**Dataset extract**
══════
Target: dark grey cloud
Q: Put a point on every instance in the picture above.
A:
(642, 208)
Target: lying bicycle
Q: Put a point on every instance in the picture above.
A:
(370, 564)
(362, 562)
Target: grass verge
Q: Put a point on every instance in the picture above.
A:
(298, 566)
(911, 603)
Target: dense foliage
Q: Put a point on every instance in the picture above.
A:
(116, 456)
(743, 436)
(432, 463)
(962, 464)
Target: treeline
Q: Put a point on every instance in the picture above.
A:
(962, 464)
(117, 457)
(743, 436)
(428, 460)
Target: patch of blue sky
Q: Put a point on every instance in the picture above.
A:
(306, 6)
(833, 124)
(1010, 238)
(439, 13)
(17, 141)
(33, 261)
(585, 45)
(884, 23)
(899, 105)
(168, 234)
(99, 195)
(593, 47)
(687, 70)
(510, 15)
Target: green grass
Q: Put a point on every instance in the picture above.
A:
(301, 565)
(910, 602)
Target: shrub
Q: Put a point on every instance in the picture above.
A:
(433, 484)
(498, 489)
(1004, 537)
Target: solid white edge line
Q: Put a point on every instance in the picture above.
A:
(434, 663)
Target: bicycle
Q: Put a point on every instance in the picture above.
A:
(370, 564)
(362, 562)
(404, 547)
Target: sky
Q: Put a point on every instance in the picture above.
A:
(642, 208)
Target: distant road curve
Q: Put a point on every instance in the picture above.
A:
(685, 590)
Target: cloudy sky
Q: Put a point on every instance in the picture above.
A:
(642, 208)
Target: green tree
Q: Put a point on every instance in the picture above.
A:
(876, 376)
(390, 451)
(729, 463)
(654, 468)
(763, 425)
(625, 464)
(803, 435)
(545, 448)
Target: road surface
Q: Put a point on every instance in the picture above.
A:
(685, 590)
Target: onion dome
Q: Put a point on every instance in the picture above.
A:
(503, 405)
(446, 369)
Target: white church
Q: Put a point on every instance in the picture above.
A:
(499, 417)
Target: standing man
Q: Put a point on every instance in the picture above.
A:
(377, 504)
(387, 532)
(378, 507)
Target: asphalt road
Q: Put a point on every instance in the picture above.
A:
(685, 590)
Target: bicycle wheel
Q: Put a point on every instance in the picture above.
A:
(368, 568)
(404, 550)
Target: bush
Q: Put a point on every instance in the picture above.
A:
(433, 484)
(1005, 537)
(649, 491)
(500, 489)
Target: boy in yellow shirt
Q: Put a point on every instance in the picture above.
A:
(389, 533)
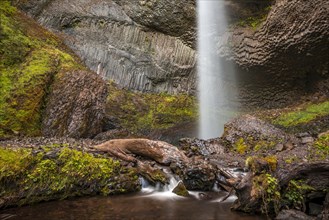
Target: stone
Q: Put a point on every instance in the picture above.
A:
(293, 215)
(76, 105)
(314, 209)
(279, 147)
(307, 140)
(180, 190)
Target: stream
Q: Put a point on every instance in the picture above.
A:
(151, 203)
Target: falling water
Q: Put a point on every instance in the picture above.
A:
(215, 90)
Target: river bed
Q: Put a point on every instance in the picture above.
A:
(144, 205)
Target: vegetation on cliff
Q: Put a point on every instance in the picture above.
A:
(57, 172)
(30, 56)
(143, 112)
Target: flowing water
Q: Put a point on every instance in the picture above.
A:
(151, 203)
(216, 77)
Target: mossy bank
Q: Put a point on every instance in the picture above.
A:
(30, 57)
(58, 171)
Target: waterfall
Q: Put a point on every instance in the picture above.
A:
(215, 76)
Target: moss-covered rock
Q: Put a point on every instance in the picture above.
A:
(180, 190)
(29, 176)
(30, 56)
(140, 112)
(313, 117)
(76, 105)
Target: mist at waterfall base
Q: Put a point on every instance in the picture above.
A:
(216, 77)
(153, 202)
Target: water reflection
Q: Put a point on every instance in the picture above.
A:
(133, 207)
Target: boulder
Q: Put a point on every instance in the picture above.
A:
(129, 149)
(76, 105)
(293, 215)
(180, 190)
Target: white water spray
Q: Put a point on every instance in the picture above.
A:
(215, 93)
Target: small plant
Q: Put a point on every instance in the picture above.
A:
(295, 193)
(303, 115)
(240, 146)
(266, 186)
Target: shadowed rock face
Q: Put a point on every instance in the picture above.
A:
(148, 45)
(134, 56)
(75, 106)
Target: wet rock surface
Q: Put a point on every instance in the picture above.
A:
(180, 190)
(293, 215)
(76, 105)
(148, 45)
(110, 38)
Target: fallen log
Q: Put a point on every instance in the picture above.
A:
(128, 149)
(252, 191)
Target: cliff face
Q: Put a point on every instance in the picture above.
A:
(276, 47)
(43, 83)
(135, 56)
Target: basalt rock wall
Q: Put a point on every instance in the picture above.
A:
(279, 54)
(130, 42)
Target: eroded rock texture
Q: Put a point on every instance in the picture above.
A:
(111, 33)
(75, 105)
(149, 45)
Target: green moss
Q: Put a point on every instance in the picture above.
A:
(31, 178)
(240, 146)
(146, 112)
(320, 148)
(262, 164)
(294, 194)
(272, 162)
(29, 58)
(266, 187)
(303, 115)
══════
Give back, exactly and with nothing added, the lines from the line containing "Target: green moss" through the final line of the records above, both of them included.

**Final answer**
Target: green moss
Q: Put a point on every instance in the picture above.
A:
(31, 178)
(240, 146)
(146, 112)
(320, 148)
(262, 164)
(294, 194)
(272, 162)
(29, 58)
(266, 187)
(303, 115)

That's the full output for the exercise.